Before repeating the entries below, strip out every picture and keep all else as it is.

########################################

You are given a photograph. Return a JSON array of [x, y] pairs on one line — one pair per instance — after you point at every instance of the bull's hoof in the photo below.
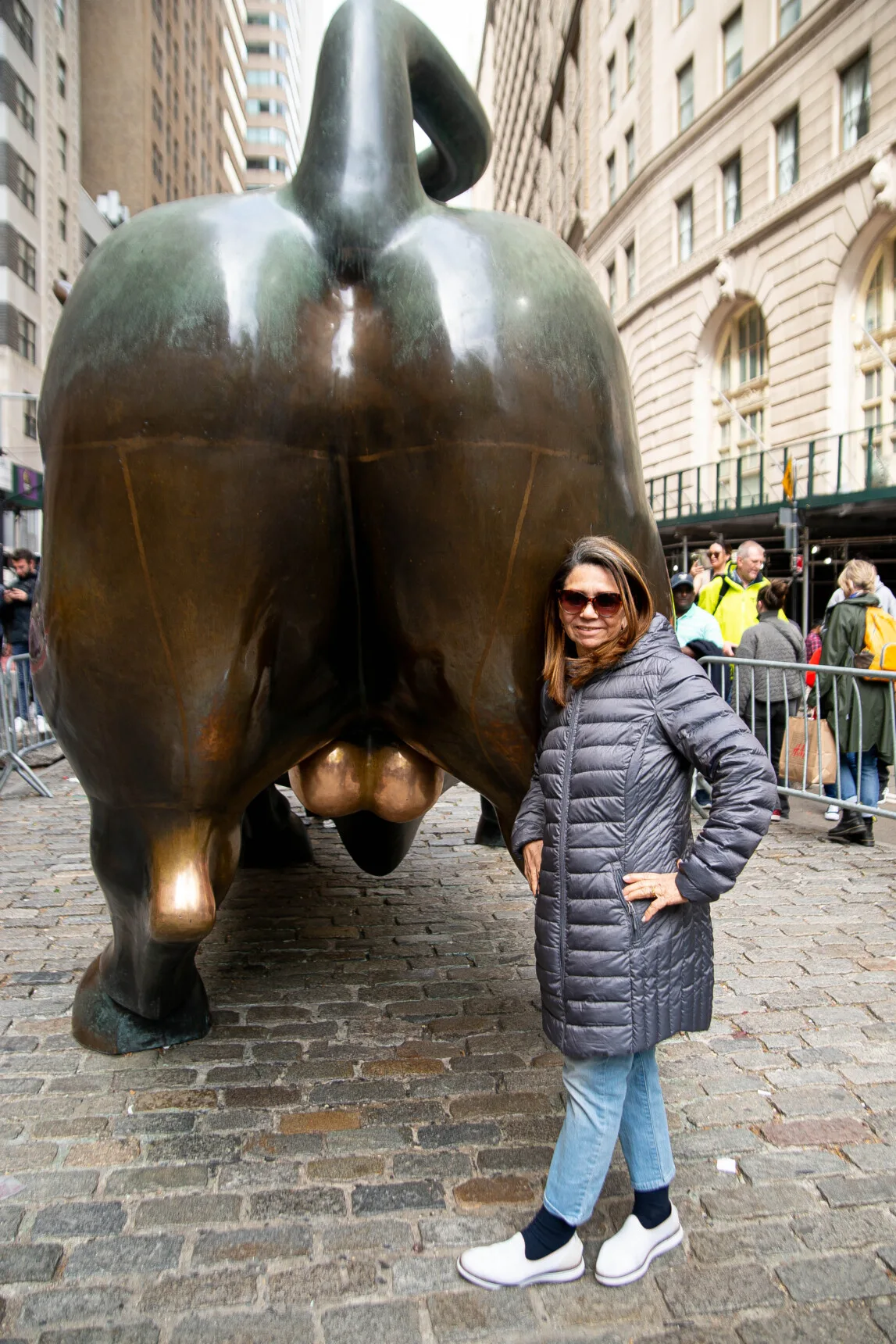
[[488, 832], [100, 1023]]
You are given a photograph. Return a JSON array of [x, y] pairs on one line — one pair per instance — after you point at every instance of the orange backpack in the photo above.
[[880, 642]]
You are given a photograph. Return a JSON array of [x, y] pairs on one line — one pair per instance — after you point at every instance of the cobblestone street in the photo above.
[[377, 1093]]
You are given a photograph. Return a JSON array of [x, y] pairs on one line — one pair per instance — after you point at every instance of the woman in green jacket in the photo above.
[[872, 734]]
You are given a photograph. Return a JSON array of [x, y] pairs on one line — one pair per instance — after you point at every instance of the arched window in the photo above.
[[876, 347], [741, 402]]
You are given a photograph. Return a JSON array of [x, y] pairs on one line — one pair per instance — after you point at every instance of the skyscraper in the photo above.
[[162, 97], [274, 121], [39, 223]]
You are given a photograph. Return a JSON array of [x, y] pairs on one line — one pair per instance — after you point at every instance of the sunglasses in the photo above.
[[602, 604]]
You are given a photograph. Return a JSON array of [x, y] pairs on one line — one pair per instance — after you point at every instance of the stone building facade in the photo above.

########################################

* Solution below:
You are given a photograph. Return a JSON array of [x, y] pairs on one line — one pair per instance — after you point at every instance of the bull's hoof in the photo below.
[[488, 832], [100, 1023]]
You are given a photograph. Return a JSON array of [x, y] pairs on one line — one pair per instance — after you point at every instance of the orange backpack in the photo above.
[[880, 642]]
You are given a photograph. Return a JSON array of [x, y] pairs on one line — one pair per instance — after you point at every instance of the cobblestone street in the photo above.
[[377, 1093]]
You are given a photograph. Return a JSON array of [x, y] pairs on one line — one pair per instance — after you point at every instance of the woman in green jacket in the photo above.
[[872, 734]]
You are given a photograph. Return a JSON array of [x, y] pairs on one line — one pair per instance — after you point at every instance of the arched window in the photo above.
[[876, 347], [741, 402]]
You are given a photograph. Return a JSON array of [x, y] pairs on one line — one pair per instance — after you point at every instance of the skyscraper in the photo above.
[[162, 97], [274, 121], [39, 223]]
You are given a photograph. Return a JSON array of [x, y] pairs on one line — one pair per instance — after you point at every instance of the sunglasses in the photo above.
[[602, 604]]
You are given a photograph. Return a JSON array of [x, y] pairs on one line — one pair per instance — after you point at every instance of the stone building facade in the photo above.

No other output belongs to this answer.